**Exercise task:** Restate every entry word for word.

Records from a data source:
[Begin]

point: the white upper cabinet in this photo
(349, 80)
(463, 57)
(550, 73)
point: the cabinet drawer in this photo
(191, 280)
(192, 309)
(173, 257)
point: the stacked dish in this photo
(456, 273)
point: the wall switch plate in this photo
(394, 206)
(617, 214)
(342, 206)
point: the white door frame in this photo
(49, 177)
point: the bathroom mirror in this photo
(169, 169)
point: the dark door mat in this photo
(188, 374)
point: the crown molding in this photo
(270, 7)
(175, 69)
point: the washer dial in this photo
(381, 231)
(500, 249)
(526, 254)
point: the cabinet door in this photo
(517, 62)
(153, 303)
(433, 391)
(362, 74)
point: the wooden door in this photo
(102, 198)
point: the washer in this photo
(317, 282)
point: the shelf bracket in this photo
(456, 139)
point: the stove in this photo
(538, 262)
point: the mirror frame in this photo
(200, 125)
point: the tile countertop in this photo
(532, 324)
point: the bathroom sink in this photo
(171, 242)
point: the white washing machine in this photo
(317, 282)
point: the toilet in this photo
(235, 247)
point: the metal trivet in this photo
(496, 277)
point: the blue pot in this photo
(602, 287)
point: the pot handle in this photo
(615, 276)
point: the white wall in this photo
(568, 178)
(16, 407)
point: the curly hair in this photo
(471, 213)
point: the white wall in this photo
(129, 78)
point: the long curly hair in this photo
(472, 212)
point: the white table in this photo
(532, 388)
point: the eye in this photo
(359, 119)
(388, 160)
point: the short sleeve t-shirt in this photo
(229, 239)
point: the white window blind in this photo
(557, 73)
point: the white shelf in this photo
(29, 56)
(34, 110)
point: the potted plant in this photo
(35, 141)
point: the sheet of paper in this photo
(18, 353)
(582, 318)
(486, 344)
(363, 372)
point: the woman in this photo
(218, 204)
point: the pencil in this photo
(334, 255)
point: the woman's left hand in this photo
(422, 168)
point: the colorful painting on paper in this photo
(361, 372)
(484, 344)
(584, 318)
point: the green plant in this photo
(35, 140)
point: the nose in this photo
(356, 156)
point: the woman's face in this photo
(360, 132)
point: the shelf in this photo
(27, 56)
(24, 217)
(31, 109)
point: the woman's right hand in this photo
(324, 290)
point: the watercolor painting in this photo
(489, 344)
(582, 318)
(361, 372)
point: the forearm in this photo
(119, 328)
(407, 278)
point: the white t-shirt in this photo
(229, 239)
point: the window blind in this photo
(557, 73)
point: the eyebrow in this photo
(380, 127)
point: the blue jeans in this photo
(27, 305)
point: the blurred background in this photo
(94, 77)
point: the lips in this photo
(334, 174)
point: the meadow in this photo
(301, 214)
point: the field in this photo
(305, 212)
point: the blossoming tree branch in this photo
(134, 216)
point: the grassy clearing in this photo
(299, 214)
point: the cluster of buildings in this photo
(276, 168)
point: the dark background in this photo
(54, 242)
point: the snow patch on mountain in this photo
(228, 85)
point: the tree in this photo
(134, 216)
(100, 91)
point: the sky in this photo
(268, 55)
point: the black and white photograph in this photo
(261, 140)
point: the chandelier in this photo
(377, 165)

[End]

**Exercise answer:**
point: the white upper cabinet in this photo
(349, 80)
(463, 57)
(550, 73)
point: the cabinet drawer in this photo
(191, 280)
(192, 309)
(173, 257)
point: the stacked dish in this photo
(456, 273)
point: the wall switch plate in this photo
(394, 206)
(617, 214)
(342, 206)
point: the white door frame in this photo
(49, 177)
point: the bathroom mirror in this photo
(169, 169)
point: the dark door mat in this photo
(188, 374)
point: the crown molding in this photo
(270, 7)
(175, 69)
point: the washer dial in this photo
(381, 231)
(500, 249)
(526, 254)
point: the cabinet door in this photo
(517, 62)
(153, 303)
(433, 391)
(362, 74)
point: the wooden door in this photo
(102, 198)
point: the washer in this photo
(317, 282)
point: the shelf bracket in this photo
(456, 139)
point: the stove in this photo
(538, 262)
point: the mirror frame in this photo
(200, 125)
point: the tile countertop in this photo
(532, 324)
point: the bathroom sink in this photo
(171, 242)
point: the white washing machine in this photo
(317, 282)
point: the toilet in this photo
(235, 247)
point: the metal trivet in this photo
(496, 277)
point: the blue pot in this photo
(602, 287)
point: the pot handle in this photo
(615, 276)
point: the white wall in this photo
(568, 178)
(16, 407)
point: the curly hair in this photo
(471, 213)
point: the white wall in this photo
(129, 78)
point: the long curly hair in this photo
(472, 212)
point: the white table in this photo
(532, 388)
point: the eye in this photo
(359, 119)
(388, 160)
point: the short sleeve t-shirt in this photo
(229, 239)
point: the white window blind in this photo
(557, 73)
point: the white shelf in this photo
(29, 56)
(34, 110)
point: the potted plant in this photo
(35, 141)
point: the sheet of paper in this photo
(18, 353)
(582, 318)
(486, 344)
(363, 372)
point: the woman in this photo
(218, 204)
point: the pencil in this photo
(334, 255)
point: the woman's left hand in this photo
(422, 168)
point: the colorful painting on paper in this photo
(361, 372)
(484, 344)
(584, 318)
point: the green plant in this photo
(35, 140)
point: the nose in this photo
(356, 156)
point: the woman's face in this photo
(360, 132)
point: the shelf in this photo
(27, 56)
(24, 217)
(31, 109)
point: the woman's right hand in this photo
(324, 290)
point: the watercolor painting in this photo
(489, 344)
(582, 318)
(361, 372)
point: the forearm in this photo
(119, 328)
(407, 278)
point: the white t-shirt in this photo
(229, 239)
point: the window blind in this photo
(557, 73)
point: the eyebrow in this photo
(380, 127)
point: the blue jeans in this photo
(27, 305)
point: the blurred background in this photo
(94, 77)
point: the lips in this photo
(334, 174)
point: the meadow in this photo
(301, 214)
point: the field in this photo
(305, 212)
point: the blossoming tree branch in this photo
(134, 216)
point: the grassy clearing in this photo
(299, 214)
point: the cluster of buildings in this photo
(276, 168)
point: the dark background in this photo
(54, 242)
point: the snow patch on mountain in this photo
(228, 85)
point: the tree in this photo
(134, 216)
(100, 91)
point: the sky in this photo
(268, 55)
point: the black and white photograph in this photo
(261, 140)
point: the chandelier in this photo
(377, 165)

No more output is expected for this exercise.